*Action item*. From the entries below, retype only the lines from the one with "Identify a point on each instance of the black" through the one with "Identify a point on each instance of the hazy hill, one", exactly as written.

*Data to process*.
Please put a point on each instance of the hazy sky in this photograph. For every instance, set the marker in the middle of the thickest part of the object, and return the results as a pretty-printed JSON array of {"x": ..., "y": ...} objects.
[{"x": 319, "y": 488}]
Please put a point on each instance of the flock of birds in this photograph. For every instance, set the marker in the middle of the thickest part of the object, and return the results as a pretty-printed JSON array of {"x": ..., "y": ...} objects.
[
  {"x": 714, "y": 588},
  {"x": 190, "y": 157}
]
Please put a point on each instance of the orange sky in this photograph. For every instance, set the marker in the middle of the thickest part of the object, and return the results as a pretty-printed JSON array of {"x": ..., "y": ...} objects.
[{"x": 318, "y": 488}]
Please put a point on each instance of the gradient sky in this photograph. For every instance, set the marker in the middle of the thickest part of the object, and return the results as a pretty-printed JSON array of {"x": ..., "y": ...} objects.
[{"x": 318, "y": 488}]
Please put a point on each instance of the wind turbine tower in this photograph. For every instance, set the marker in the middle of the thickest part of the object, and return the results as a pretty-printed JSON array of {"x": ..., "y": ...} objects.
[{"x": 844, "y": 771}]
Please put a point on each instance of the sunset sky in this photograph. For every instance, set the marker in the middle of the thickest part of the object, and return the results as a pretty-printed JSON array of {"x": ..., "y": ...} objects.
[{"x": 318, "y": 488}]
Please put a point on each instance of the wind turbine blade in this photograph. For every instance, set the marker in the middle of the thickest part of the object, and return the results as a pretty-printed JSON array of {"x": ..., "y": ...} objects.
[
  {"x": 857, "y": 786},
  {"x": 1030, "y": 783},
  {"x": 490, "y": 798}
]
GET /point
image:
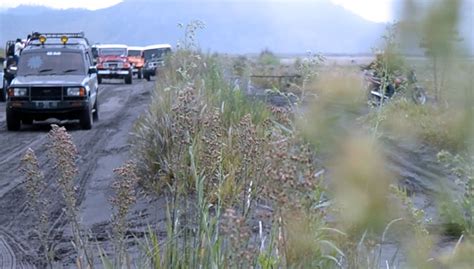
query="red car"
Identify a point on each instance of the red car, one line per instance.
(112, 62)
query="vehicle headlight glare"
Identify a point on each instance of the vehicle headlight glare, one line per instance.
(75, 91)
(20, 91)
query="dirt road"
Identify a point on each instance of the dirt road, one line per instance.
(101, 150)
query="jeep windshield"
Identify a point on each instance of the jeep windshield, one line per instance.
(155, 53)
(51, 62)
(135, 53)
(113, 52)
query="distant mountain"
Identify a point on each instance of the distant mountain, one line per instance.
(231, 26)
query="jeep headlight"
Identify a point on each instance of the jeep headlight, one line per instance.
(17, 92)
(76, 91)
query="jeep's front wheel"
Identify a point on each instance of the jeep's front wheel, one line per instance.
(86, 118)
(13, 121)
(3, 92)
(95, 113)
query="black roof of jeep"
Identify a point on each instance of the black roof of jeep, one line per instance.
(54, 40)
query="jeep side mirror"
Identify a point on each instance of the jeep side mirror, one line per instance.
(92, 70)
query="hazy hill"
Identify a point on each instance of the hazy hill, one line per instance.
...
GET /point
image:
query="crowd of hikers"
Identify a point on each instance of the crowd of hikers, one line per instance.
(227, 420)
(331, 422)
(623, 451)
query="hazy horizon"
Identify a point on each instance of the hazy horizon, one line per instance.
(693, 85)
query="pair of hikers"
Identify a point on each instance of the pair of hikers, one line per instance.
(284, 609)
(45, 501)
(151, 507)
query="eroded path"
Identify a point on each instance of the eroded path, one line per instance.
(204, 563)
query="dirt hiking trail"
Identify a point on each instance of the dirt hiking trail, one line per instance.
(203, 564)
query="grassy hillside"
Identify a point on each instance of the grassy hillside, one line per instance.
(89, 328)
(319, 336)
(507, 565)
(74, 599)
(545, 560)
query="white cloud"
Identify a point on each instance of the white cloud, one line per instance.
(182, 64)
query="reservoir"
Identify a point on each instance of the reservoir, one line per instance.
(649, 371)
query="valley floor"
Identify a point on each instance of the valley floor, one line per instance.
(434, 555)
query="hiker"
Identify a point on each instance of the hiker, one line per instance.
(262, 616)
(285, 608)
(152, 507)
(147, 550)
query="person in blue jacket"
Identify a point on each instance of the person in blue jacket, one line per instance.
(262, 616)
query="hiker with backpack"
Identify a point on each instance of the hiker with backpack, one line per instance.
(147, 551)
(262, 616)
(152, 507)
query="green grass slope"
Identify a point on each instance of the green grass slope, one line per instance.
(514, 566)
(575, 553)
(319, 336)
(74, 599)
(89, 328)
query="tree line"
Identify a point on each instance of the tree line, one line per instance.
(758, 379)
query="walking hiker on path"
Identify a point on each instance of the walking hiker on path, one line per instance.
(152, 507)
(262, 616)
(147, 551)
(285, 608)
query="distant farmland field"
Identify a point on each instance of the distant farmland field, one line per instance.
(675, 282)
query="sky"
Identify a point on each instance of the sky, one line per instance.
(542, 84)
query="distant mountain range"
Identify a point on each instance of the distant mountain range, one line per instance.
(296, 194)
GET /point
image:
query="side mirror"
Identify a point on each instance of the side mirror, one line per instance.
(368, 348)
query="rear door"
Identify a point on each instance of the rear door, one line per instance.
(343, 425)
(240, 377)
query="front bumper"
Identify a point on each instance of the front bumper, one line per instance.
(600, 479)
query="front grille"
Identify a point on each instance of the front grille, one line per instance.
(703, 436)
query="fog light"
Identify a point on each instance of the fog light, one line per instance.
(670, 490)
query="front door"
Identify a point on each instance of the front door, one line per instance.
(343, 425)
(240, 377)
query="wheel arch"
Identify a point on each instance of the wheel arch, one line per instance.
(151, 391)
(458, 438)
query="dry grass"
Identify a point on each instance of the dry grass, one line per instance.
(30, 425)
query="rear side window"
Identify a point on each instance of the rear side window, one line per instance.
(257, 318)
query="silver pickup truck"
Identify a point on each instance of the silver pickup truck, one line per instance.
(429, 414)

*Answer to the problem*.
Identify a point on each instance of the black roof of jeep, one line per instance.
(54, 40)
query="jeep side mirror"
Identify a point on each instance of the jeep side mirror, one line per instance.
(92, 70)
query="hazy hill"
Identify a point on each instance of the hazy hill, one line per instance.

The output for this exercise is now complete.